▶ Selected excerpt

Re: [PATCH 1/3] brcmfmac: re-enable command decode in sdio_aos for BRCM 4354

From: Arend Van Spriel
Date: Tue Jun 04 2019 - 12:53:02 EST

On June 4, 2019 6:01:26 PM Doug Anderson <dianders@xxxxxxxxxxxx> wrote:


On Mon, Jun 3, 2019 at 8:20 PM Wright Feng <Wright.Feng@xxxxxxxxxxx> wrote:

On 2019/5/29 äå 12:11, Arend Van Spriel wrote:
> On May 28, 2019 6:09:21 PM Arend Van Spriel
> <arend.vanspriel@xxxxxxxxxxxx> wrote:
>> On May 28, 2019 5:52:10 PM Doug Anderson <dianders@xxxxxxxxxxxx> wrote:
>>> Hi,
>>> On Tue, May 28, 2019 at 5:18 AM Kalle Valo <kvalo@xxxxxxxxxxxxxx> wrote:
>>>> Douglas Anderson <dianders@xxxxxxxxxxxx> wrote:
>>>> > In commit 29f6589140a1 ("brcmfmac: disable command decode in
>>>> > sdio_aos") we disabled something called "command decode in sdio_aos"
>>>> > for a whole bunch of Broadcom SDIO WiFi parts.

▶ Task directions
Pick up the email thread on the brcmfmac SDIO patch after its final line and keep it going.

▶ Data rows
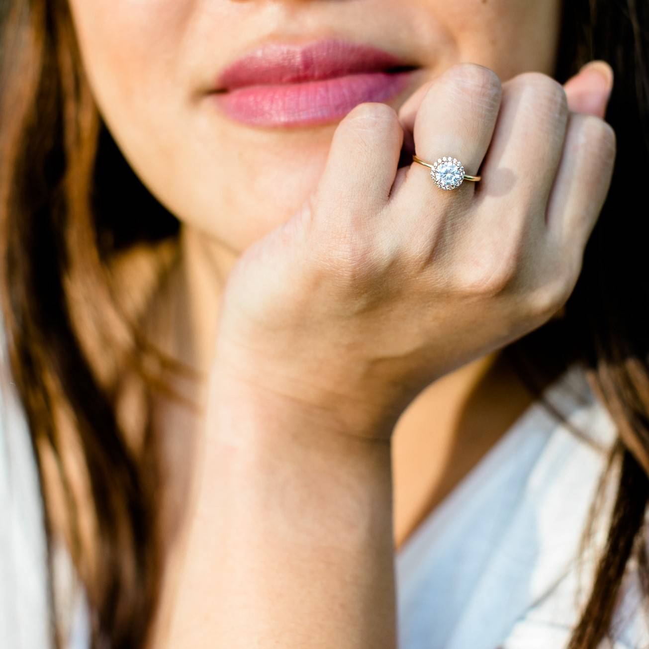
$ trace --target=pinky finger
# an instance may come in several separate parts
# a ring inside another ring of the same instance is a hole
[[[546,212],[550,236],[561,250],[585,247],[611,186],[615,153],[609,124],[593,115],[569,114]]]

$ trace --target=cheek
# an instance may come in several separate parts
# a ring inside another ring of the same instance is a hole
[[[191,210],[191,175],[204,162],[196,136],[200,125],[191,123],[188,110],[195,80],[188,78],[186,49],[195,4],[71,0],[102,117],[142,182],[178,216]]]
[[[452,35],[458,60],[491,67],[504,80],[554,73],[563,0],[456,0],[444,10],[437,0],[426,4]]]

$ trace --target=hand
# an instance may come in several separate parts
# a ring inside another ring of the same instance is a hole
[[[214,371],[389,437],[426,385],[567,300],[613,167],[607,85],[592,68],[565,88],[537,72],[501,84],[461,64],[398,116],[356,106],[302,209],[231,271]],[[423,166],[398,169],[404,130],[420,158],[482,180],[445,191]]]

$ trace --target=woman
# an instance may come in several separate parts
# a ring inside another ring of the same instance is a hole
[[[6,4],[5,645],[649,642],[645,5]]]

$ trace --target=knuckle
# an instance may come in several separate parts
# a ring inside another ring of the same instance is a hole
[[[617,140],[613,127],[596,115],[579,114],[576,118],[579,122],[578,149],[587,152],[589,156],[615,159]]]
[[[498,103],[502,84],[498,75],[491,68],[477,63],[458,63],[446,72],[447,77],[462,95],[476,96],[485,103]]]
[[[549,116],[568,115],[568,96],[563,86],[543,72],[522,72],[509,82],[537,112]]]
[[[465,295],[496,297],[512,286],[517,271],[513,255],[482,255],[463,265],[460,289]]]
[[[365,102],[355,106],[341,120],[336,137],[346,143],[371,152],[384,147],[388,138],[398,139],[401,127],[392,106],[379,102]]]
[[[372,238],[353,223],[332,228],[317,260],[337,285],[361,291],[376,275],[380,256]]]
[[[352,108],[341,123],[363,129],[375,126],[389,127],[398,122],[397,112],[391,106],[378,101],[365,101]]]

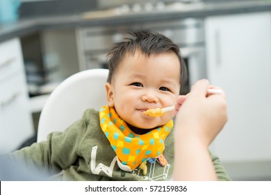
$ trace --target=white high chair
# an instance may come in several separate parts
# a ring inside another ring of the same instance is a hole
[[[88,108],[99,110],[107,104],[105,84],[108,70],[90,69],[64,80],[51,93],[42,108],[37,141],[47,139],[54,131],[64,131],[81,118]]]

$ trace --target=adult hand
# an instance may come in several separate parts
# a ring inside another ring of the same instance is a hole
[[[209,95],[208,88],[222,91],[206,79],[198,81],[188,95],[179,97],[175,111],[175,127],[179,127],[175,134],[181,134],[180,139],[197,138],[207,147],[227,121],[224,93]]]
[[[224,92],[209,95],[208,88],[220,89],[200,80],[176,104],[175,180],[217,179],[208,148],[227,120],[227,104]]]

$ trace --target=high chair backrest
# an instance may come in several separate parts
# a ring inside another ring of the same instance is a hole
[[[64,131],[82,118],[88,108],[99,110],[107,104],[105,85],[107,69],[90,69],[64,80],[51,93],[42,108],[37,141],[47,139],[54,131]]]

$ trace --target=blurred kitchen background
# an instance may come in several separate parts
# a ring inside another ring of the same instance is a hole
[[[106,68],[110,45],[139,29],[179,45],[183,94],[202,78],[226,91],[229,122],[210,149],[233,180],[271,180],[271,1],[0,0],[0,152],[35,141],[51,91]]]

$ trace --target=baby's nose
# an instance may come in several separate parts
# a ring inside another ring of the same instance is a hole
[[[151,94],[143,95],[141,98],[143,101],[147,101],[149,102],[157,103],[159,102],[158,98]]]

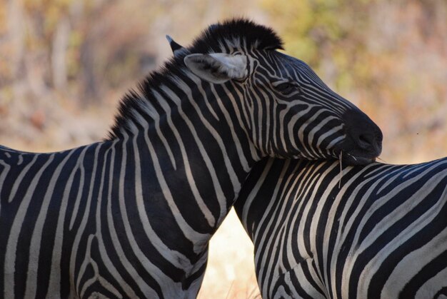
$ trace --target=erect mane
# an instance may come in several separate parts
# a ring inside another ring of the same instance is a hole
[[[275,50],[282,49],[283,43],[272,29],[236,19],[210,26],[188,49],[191,53],[209,53],[228,51],[231,48]]]
[[[151,101],[152,91],[159,86],[172,83],[171,78],[181,76],[186,67],[183,59],[192,53],[229,52],[235,49],[247,50],[282,49],[283,43],[273,29],[258,25],[246,19],[235,19],[211,25],[196,38],[187,51],[171,58],[157,71],[151,72],[139,84],[137,90],[131,90],[121,99],[115,123],[106,139],[112,140],[121,135],[122,130],[129,131],[129,123],[136,123],[134,111],[144,110],[143,101]]]

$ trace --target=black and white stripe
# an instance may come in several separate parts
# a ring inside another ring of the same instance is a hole
[[[263,298],[447,297],[447,158],[342,173],[266,159],[235,208]]]
[[[1,148],[0,297],[194,298],[255,162],[377,156],[377,126],[281,46],[214,25],[125,96],[106,140]]]

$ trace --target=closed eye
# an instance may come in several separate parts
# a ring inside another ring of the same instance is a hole
[[[278,84],[275,86],[275,88],[283,95],[288,95],[294,91],[299,91],[299,87],[290,82]]]

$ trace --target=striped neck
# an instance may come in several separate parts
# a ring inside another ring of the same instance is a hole
[[[131,93],[120,108],[121,117],[127,119],[114,128],[116,138],[149,150],[139,155],[141,167],[159,168],[159,181],[172,176],[186,178],[177,183],[184,185],[178,191],[169,182],[166,187],[174,193],[183,189],[186,199],[181,200],[197,203],[196,212],[203,216],[198,219],[209,233],[224,220],[260,158],[242,125],[236,103],[241,101],[228,96],[228,88],[232,86],[204,83],[192,74],[170,77],[146,86],[147,92]],[[178,200],[178,194],[174,198]]]

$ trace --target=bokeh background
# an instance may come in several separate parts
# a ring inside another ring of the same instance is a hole
[[[54,151],[99,141],[117,103],[208,25],[246,16],[381,128],[388,163],[447,156],[446,0],[0,0],[0,144]],[[258,297],[233,213],[199,298]]]

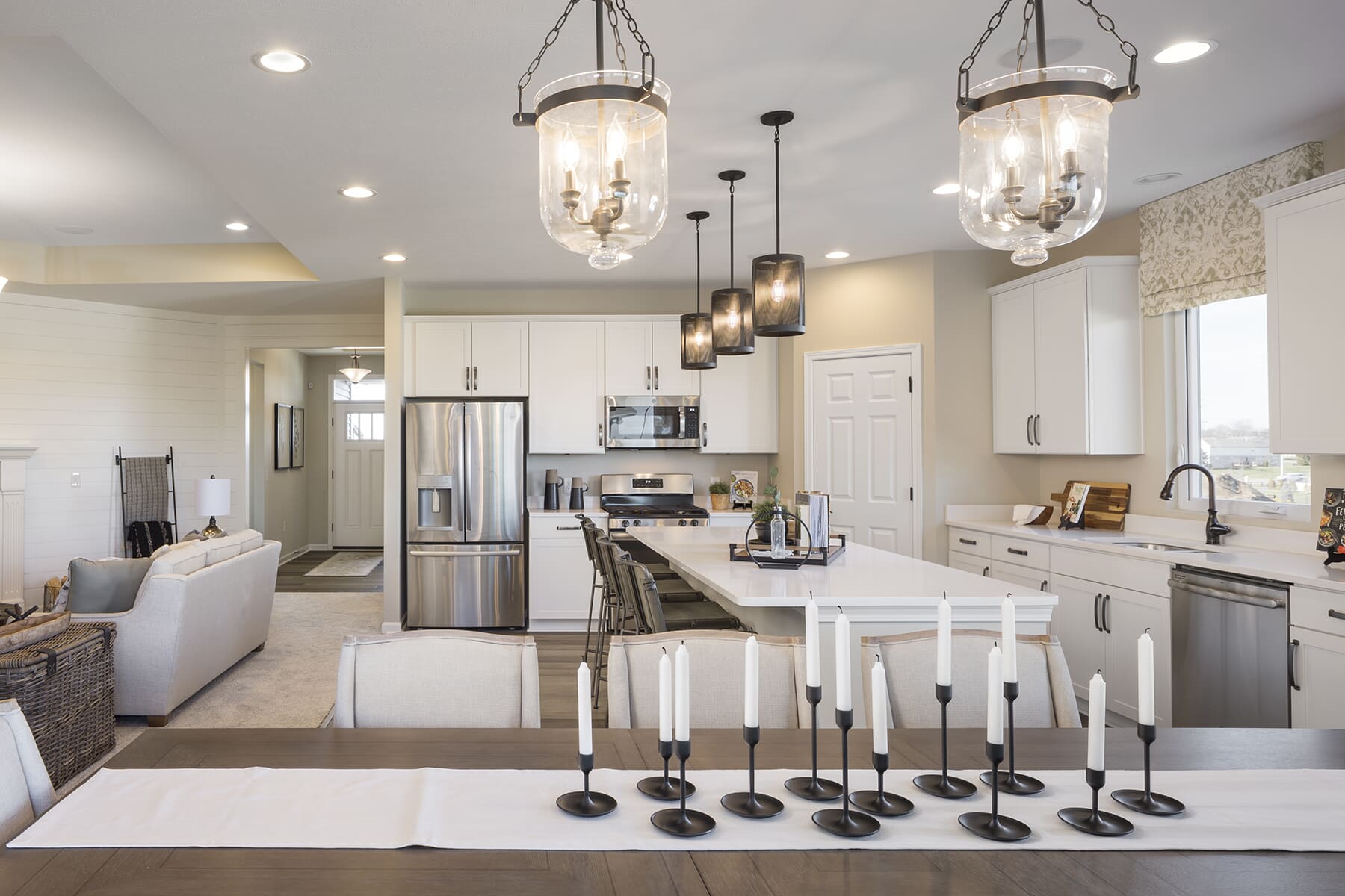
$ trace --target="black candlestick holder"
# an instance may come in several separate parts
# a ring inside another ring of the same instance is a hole
[[[999,790],[1006,794],[1017,794],[1020,797],[1030,797],[1032,794],[1040,794],[1046,789],[1046,785],[1041,783],[1032,775],[1020,775],[1018,770],[1014,767],[1014,748],[1013,748],[1013,704],[1018,699],[1018,682],[1006,681],[1005,682],[1005,700],[1009,701],[1009,771],[1001,771],[999,774]],[[981,775],[981,780],[990,783],[990,772]]]
[[[850,809],[850,728],[853,727],[854,711],[837,709],[837,728],[841,729],[841,809],[819,809],[812,813],[812,823],[838,837],[869,837],[878,833],[882,825],[873,815]]]
[[[668,759],[672,758],[672,742],[660,740],[659,742],[659,755],[663,756],[663,776],[651,775],[648,778],[640,778],[636,782],[636,787],[646,797],[652,797],[654,799],[662,799],[664,802],[672,802],[674,799],[682,798],[682,786],[686,787],[686,795],[690,797],[695,793],[695,785],[690,780],[683,780],[682,785],[674,783],[668,776]]]
[[[1114,790],[1111,798],[1126,809],[1142,811],[1146,815],[1180,815],[1186,811],[1186,803],[1171,797],[1155,794],[1150,787],[1149,747],[1158,737],[1154,725],[1135,725],[1139,739],[1145,742],[1145,789],[1143,790]]]
[[[701,834],[707,834],[714,830],[714,818],[705,814],[703,811],[697,811],[695,809],[686,807],[686,760],[691,758],[691,742],[678,740],[677,742],[677,762],[679,767],[681,786],[681,801],[682,805],[678,809],[660,809],[652,815],[650,821],[659,830],[672,834],[674,837],[699,837]]]
[[[784,811],[784,803],[756,791],[756,746],[761,742],[761,728],[742,725],[742,740],[748,742],[746,793],[725,794],[720,805],[744,818],[773,818]]]
[[[1098,791],[1107,783],[1107,772],[1100,768],[1085,768],[1084,779],[1092,787],[1093,807],[1073,806],[1071,809],[1061,809],[1056,813],[1060,815],[1060,821],[1075,830],[1081,830],[1085,834],[1096,834],[1098,837],[1123,837],[1135,830],[1135,826],[1120,815],[1098,809]]]
[[[807,685],[803,696],[812,705],[812,776],[790,778],[784,782],[784,789],[795,797],[830,802],[841,795],[841,785],[827,778],[818,778],[818,704],[822,703],[822,686]]]
[[[1005,746],[986,742],[986,759],[990,760],[990,811],[968,811],[958,815],[958,823],[976,837],[999,842],[1014,842],[1032,837],[1032,827],[1017,818],[999,814],[999,763],[1005,760]]]
[[[889,794],[882,789],[882,775],[888,771],[888,754],[873,754],[873,770],[878,772],[878,789],[861,790],[859,793],[850,794],[850,803],[853,806],[870,811],[874,815],[882,815],[884,818],[905,815],[915,809],[915,803],[905,797]]]
[[[593,771],[593,754],[580,754],[580,771],[584,772],[584,790],[561,794],[555,798],[555,805],[580,818],[597,818],[616,809],[615,797],[592,793],[588,789],[588,775]]]
[[[970,780],[948,776],[948,704],[952,701],[952,685],[935,685],[933,696],[939,701],[940,728],[943,729],[943,774],[916,775],[913,783],[931,797],[966,799],[976,793],[976,786]]]

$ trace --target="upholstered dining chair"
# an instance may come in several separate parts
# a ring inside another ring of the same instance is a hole
[[[936,631],[909,631],[859,638],[863,656],[863,705],[873,705],[873,662],[881,656],[888,676],[888,705],[896,728],[937,728],[939,701],[933,696]],[[986,664],[998,631],[952,630],[952,703],[950,728],[986,724]],[[1020,728],[1079,728],[1079,704],[1069,681],[1060,641],[1053,635],[1018,635],[1018,700],[1014,724]]]
[[[347,635],[334,728],[541,728],[531,635]]]
[[[55,801],[23,709],[13,700],[0,700],[0,844],[13,840]]]
[[[607,697],[609,728],[659,727],[659,658],[686,643],[691,658],[691,727],[742,727],[745,631],[678,631],[612,638]],[[763,728],[804,728],[802,638],[756,635],[760,645],[759,704]]]

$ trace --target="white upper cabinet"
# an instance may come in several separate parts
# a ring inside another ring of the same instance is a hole
[[[529,451],[603,454],[603,321],[533,321]]]
[[[1258,200],[1266,211],[1266,314],[1270,336],[1270,450],[1345,454],[1345,415],[1326,396],[1340,380],[1319,334],[1345,325],[1340,254],[1345,171]]]
[[[1143,451],[1135,258],[1081,258],[990,302],[997,454]]]
[[[752,355],[721,355],[701,371],[701,454],[775,454],[780,450],[779,340]]]
[[[527,395],[527,321],[414,321],[408,395]]]

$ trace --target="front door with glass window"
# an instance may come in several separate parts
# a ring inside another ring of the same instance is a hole
[[[332,406],[332,547],[383,544],[383,403]]]

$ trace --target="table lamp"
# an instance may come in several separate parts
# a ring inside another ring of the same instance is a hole
[[[229,516],[229,480],[196,480],[196,513],[208,516],[210,524],[200,531],[203,539],[218,539],[227,535],[215,523],[217,516]]]

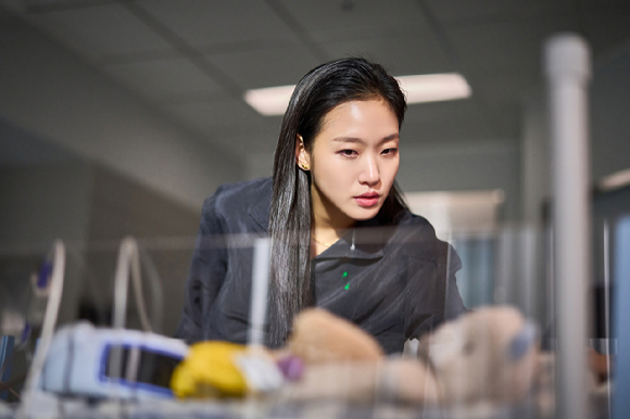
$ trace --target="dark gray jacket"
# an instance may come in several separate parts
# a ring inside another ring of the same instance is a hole
[[[224,185],[203,204],[176,337],[245,343],[253,250],[267,234],[272,179]],[[313,258],[317,306],[373,334],[387,353],[465,310],[459,257],[423,217],[360,223]]]

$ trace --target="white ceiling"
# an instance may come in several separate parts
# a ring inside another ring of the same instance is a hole
[[[578,31],[595,56],[630,39],[630,0],[0,0],[152,105],[235,153],[268,153],[279,117],[245,89],[361,54],[393,75],[461,72],[464,101],[410,106],[408,143],[519,138],[541,45]]]

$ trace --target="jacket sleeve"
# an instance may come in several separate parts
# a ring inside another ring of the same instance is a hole
[[[441,322],[466,312],[455,272],[462,261],[449,244],[448,251],[430,262],[412,278],[406,294],[406,339],[431,332]]]
[[[184,313],[175,332],[175,338],[184,339],[189,344],[203,340],[204,321],[226,274],[227,250],[223,239],[225,229],[217,208],[220,190],[222,187],[203,203],[186,283]]]

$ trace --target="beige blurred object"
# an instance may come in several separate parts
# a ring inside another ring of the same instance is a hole
[[[488,306],[442,325],[420,339],[446,403],[515,402],[538,372],[536,327],[511,306]]]
[[[425,405],[522,399],[538,373],[536,327],[509,306],[483,307],[420,339],[417,358],[386,357],[374,338],[323,309],[295,320],[287,352],[304,359],[290,401],[386,401]]]
[[[427,367],[416,359],[331,361],[308,366],[304,376],[282,389],[292,401],[341,399],[403,404],[437,404],[438,388]]]
[[[371,360],[383,357],[378,342],[352,322],[322,308],[302,312],[286,347],[308,364]]]

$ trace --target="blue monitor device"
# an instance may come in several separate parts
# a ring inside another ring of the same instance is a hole
[[[187,354],[188,345],[173,338],[80,322],[55,333],[41,390],[91,398],[173,397],[171,377]]]

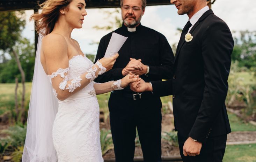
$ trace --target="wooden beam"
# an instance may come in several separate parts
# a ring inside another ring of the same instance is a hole
[[[34,9],[45,0],[7,0],[0,1],[0,11]],[[119,0],[85,0],[86,8],[101,8],[120,7]],[[171,5],[169,0],[150,0],[147,6]]]

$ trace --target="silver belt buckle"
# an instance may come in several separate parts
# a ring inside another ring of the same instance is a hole
[[[135,95],[138,94],[140,96],[140,99],[141,98],[141,93],[135,93],[133,94],[133,100],[136,100],[137,99],[135,98]]]

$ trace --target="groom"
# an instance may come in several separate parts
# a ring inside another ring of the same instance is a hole
[[[131,84],[140,92],[173,95],[175,130],[184,161],[222,161],[231,132],[225,100],[234,41],[206,0],[171,0],[189,21],[182,31],[173,78]]]

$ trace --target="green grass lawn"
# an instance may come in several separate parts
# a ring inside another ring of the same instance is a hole
[[[227,146],[223,161],[256,161],[256,144]]]
[[[245,123],[235,114],[228,113],[228,119],[232,132],[236,131],[256,131],[256,126]],[[255,150],[256,153],[256,150]]]
[[[255,78],[253,76],[254,73],[253,72],[237,72],[234,74],[234,76],[236,78],[239,77],[243,78],[242,80],[244,85],[255,84],[256,83]],[[232,74],[230,74],[229,76],[232,78]]]

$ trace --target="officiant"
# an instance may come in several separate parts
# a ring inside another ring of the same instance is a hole
[[[116,80],[130,72],[147,82],[170,79],[174,57],[169,44],[163,34],[140,22],[146,0],[121,0],[120,6],[123,24],[113,32],[128,38],[113,68],[95,81]],[[112,35],[101,39],[95,62],[104,56]],[[116,161],[133,161],[136,128],[144,161],[161,161],[161,107],[160,98],[151,92],[137,93],[130,87],[111,92],[109,108]]]

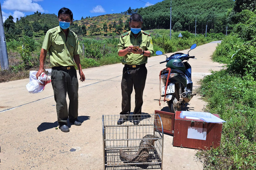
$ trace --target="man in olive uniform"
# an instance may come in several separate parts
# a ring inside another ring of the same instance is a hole
[[[141,30],[142,17],[134,14],[130,18],[131,31],[122,34],[118,45],[118,55],[123,56],[122,61],[124,64],[121,82],[122,111],[117,124],[121,125],[128,120],[124,114],[131,111],[131,94],[134,87],[135,92],[135,107],[134,114],[140,115],[143,103],[142,95],[145,87],[147,70],[146,63],[148,58],[154,53],[150,34]],[[138,46],[138,49],[136,48]],[[134,125],[139,123],[140,115],[133,117]]]
[[[68,28],[73,20],[73,14],[69,9],[63,8],[59,11],[58,18],[59,26],[49,30],[45,35],[40,54],[39,69],[36,76],[37,78],[44,71],[44,65],[48,51],[52,65],[52,84],[56,102],[58,123],[62,131],[68,132],[68,118],[75,125],[81,125],[77,118],[78,81],[74,67],[75,62],[80,80],[83,81],[85,78],[80,64],[79,54],[82,52],[77,36]],[[70,101],[68,111],[66,99],[67,92]]]

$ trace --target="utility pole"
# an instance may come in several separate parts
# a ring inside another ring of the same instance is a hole
[[[196,29],[195,30],[195,36],[197,36],[197,15],[200,14],[202,14],[203,13],[200,13],[200,14],[197,14],[196,15]]]
[[[170,8],[170,39],[172,39],[172,0],[171,0],[171,8]]]
[[[211,20],[209,20],[206,22],[206,28],[205,28],[205,37],[206,37],[206,33],[207,32],[207,23],[208,21],[210,21]]]
[[[226,27],[226,35],[227,35],[227,26]]]
[[[2,15],[1,5],[0,4],[0,61],[1,63],[1,69],[2,70],[9,69],[9,60],[8,60],[7,49],[6,48],[6,41],[4,30],[4,23]]]

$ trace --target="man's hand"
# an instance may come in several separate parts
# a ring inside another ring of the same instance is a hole
[[[132,52],[133,51],[133,45],[130,45],[126,48],[127,51],[129,53]]]
[[[143,51],[142,51],[142,49],[139,48],[139,49],[137,49],[134,48],[133,50],[132,53],[133,54],[140,54],[143,53]]]
[[[80,75],[80,81],[84,81],[85,80],[85,76],[84,74],[84,73],[83,73],[83,71],[81,71],[79,72],[79,75]]]
[[[38,77],[41,75],[42,73],[44,72],[44,69],[39,69],[39,70],[36,73],[35,75],[35,76],[36,77],[36,79],[38,79]]]

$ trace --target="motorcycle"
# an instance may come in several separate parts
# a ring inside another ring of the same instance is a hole
[[[191,79],[191,66],[187,62],[189,59],[196,59],[194,56],[190,56],[188,54],[196,46],[196,44],[193,44],[187,54],[177,53],[169,57],[164,54],[166,56],[166,59],[160,62],[161,64],[167,62],[166,68],[161,70],[159,75],[160,79],[165,85],[162,87],[161,91],[160,87],[160,93],[161,96],[164,97],[164,101],[167,101],[171,112],[181,111],[181,106],[184,107],[185,104],[196,95],[192,93],[193,83]],[[161,55],[163,53],[158,51],[156,54]],[[187,61],[183,62],[184,60]]]

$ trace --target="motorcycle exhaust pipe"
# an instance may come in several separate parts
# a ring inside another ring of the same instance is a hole
[[[188,103],[191,99],[190,95],[187,92],[183,92],[181,94],[181,97],[185,103]]]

▶ Final result
>>>> >
>>>> > After that patch landed I find that my kernel log on
>>>> > rk3288-veyron-minnie and rk3288-veyron-speedy is filled with:
>>>> > brcmfmac: brcmf_sdio_bus_sleep: error while changing bus sleep
>>>> state -110
>>>> >
>>>> > This seems to happen every time the Broadcom WiFi transitions out of
>>>> > sleep mode. Reverting the part of the commit that affects the
>>>> WiFi on
>>>> > my boards fixes the problem for me, so that's what this patch does.
>>>> >
>>>> > Note that, in general, the justification in the original commit
>>>> seemed
>>>> > a little weak. It looked like someone was testing on a SD card
>>>> > controller that would sometimes die if there were CRC errors on the
>>>> > bus. This used to happen back in early days of dw_mmc (the
>>>> controller
>>>> > on my boards), but we fixed it. Disabling a feature on all boards
>>>> > just because one SD card controller is broken seems bad.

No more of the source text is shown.